→ Work to be completed
Rescale the part of the items that opens with the line containing "Note: one point per instance of the red" and runs through the last item, both ends included. Reproduce every line of that part, keep the requests unchanged, and multiply each coordinate in the answers by 2, rounding to whole numbers with halves rounded up.

━━━━━━

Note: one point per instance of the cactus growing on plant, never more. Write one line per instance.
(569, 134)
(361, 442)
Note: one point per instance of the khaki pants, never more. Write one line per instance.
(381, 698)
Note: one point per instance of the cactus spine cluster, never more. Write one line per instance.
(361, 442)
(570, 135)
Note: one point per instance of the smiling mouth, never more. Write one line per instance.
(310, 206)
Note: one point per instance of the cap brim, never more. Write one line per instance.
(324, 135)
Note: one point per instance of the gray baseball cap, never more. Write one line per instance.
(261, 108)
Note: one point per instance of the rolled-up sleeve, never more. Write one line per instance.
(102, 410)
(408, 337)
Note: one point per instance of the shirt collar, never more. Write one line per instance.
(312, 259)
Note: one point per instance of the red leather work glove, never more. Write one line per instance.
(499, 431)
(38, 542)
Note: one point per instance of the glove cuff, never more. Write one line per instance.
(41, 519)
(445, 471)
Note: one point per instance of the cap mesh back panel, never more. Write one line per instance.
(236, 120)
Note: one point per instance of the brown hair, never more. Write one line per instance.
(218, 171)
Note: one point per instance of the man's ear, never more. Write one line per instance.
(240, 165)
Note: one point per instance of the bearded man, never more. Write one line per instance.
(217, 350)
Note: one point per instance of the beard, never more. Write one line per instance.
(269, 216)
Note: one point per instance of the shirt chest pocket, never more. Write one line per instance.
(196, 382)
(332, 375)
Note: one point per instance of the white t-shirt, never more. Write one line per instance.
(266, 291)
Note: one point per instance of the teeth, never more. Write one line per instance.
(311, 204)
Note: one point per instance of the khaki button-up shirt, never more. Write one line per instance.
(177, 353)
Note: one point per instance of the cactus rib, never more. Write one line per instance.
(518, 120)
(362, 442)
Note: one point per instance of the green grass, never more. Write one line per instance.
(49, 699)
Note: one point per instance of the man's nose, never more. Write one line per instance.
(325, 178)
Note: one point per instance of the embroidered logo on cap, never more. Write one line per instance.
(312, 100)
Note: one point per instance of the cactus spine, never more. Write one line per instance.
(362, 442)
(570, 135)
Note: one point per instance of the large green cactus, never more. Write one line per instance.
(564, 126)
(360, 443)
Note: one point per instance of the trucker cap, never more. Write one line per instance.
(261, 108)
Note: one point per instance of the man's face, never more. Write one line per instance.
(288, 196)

━━━━━━

→ Finished exercise
Note: one point per instance of the red leather work glove, never more. Write one line per instance.
(998, 862)
(76, 1084)
Note: one point per instance of the glove cuff, never more. Write one line per instance.
(82, 1038)
(890, 942)
Note: one point per instance of the cap mesh back panel, never more. Write one line per instance.
(472, 240)
Note: one point per instance of the brown hair, never more. Write one line per instance.
(436, 342)
Note: one point per instance of the man's ear, never more. Write one line per instance.
(480, 330)
Note: one point per instance of the bearded man, never more. Write one line per instance.
(434, 700)
Note: one point per instance of the beard, never more. Write one line per instance.
(538, 432)
Note: one point per instance of the shirt chest pocket, never more. Write one line per instance.
(392, 764)
(664, 750)
Note: one point per instance of the white t-shirt, never more. Write one line per instance.
(532, 582)
Note: one point per instance of the teeth, never more. Write one line per instance.
(622, 408)
Note: one point per instance of the khaki button-up shirt, never more. Write one line per instance.
(354, 706)
Note: one point per instance of the cactus rib, never more. Write one line per instance.
(1036, 240)
(724, 884)
Note: one point per instance of the green grass, never more. Write one line per instance.
(98, 1398)
Note: one point per instance of the man's nose, never more. Write one line per instance.
(650, 356)
Note: one point per instance of the embroidered logo on cap, never more. Write one line per instance.
(624, 200)
Note: one point per instance of the cactus spine, never more. Write one line per instance.
(724, 884)
(1140, 270)
Note: one point per instance of the large green cactus, never more. Write one line per instance.
(1128, 252)
(720, 886)
Note: one point per instance of the trucker cap, never more. Write one line per instance.
(522, 216)
Note: one point per instance of the man's face, never more. Write one line per instance.
(576, 392)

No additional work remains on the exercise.